**OBJECTIVE**
Could you convert the lines of the records from the line containing "of the doorway." through the line containing "x=188, y=131", both ends included, into a JSON list of strings with one string per line and blank lines left out?

**GIVEN RECORDS**
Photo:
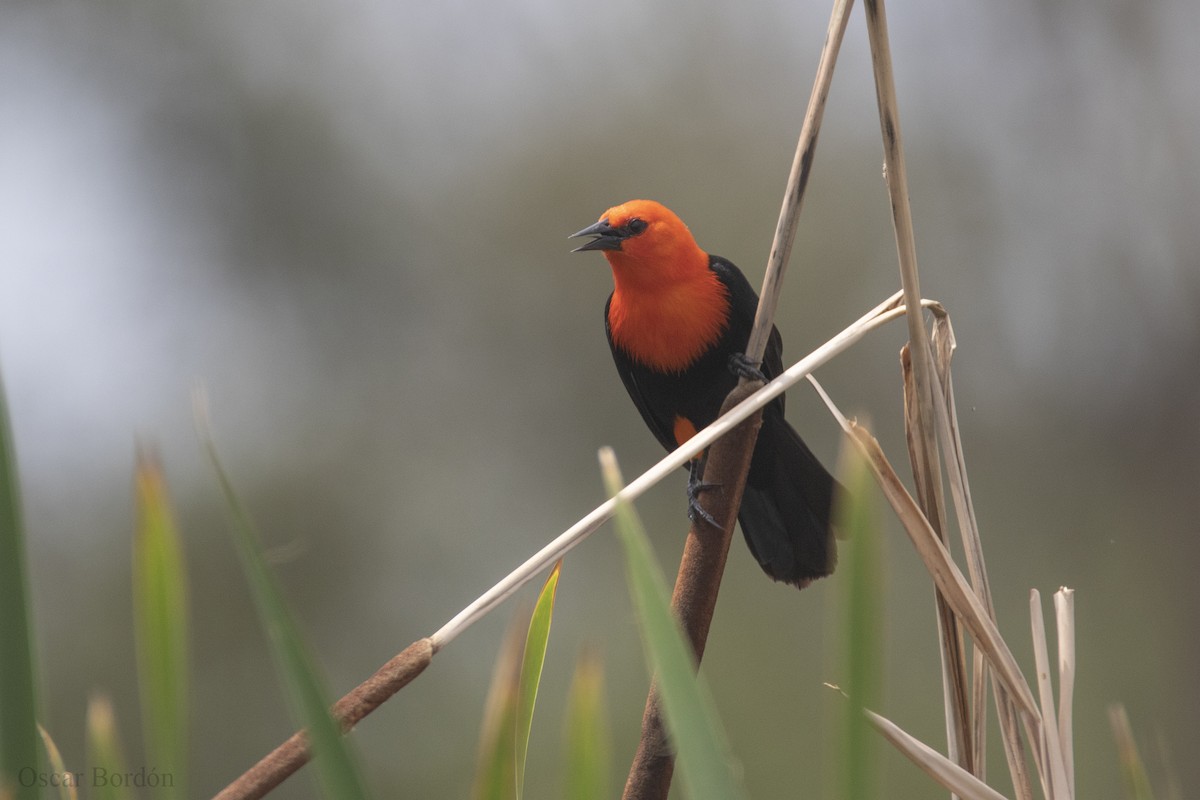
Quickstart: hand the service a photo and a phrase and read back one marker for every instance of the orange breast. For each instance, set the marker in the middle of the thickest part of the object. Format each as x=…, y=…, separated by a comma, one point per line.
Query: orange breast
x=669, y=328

==

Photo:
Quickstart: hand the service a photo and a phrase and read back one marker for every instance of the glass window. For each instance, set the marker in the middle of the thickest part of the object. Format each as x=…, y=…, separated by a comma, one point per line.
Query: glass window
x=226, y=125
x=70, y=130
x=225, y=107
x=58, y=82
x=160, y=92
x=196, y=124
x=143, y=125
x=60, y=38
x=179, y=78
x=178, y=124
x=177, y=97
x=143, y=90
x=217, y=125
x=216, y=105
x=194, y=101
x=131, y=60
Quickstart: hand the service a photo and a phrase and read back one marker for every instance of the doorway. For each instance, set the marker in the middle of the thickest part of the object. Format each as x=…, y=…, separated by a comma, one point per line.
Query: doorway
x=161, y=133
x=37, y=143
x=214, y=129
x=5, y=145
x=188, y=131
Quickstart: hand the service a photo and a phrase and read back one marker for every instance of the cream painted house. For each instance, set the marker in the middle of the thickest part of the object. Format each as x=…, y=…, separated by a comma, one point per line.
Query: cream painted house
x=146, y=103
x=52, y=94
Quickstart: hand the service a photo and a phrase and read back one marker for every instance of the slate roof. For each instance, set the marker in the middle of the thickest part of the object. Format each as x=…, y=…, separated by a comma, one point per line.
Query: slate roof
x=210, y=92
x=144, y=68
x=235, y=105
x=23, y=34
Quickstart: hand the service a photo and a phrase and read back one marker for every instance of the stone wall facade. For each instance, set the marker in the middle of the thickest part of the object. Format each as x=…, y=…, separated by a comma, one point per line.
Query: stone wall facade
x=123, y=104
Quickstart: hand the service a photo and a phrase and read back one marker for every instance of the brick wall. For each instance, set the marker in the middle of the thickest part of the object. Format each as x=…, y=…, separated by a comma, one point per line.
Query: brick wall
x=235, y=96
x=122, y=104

**THE RESULT**
[
  "Quickstart: hand the service a photo and a phrase and read back one marker for every instance of the doorway. For each instance, set the marker in the middle of the thickest part of the object. Format each as x=…, y=…, separated by a comma, one point per line.",
  "Query: doorway",
  "x=161, y=133",
  "x=37, y=143",
  "x=214, y=129",
  "x=5, y=145",
  "x=188, y=131"
]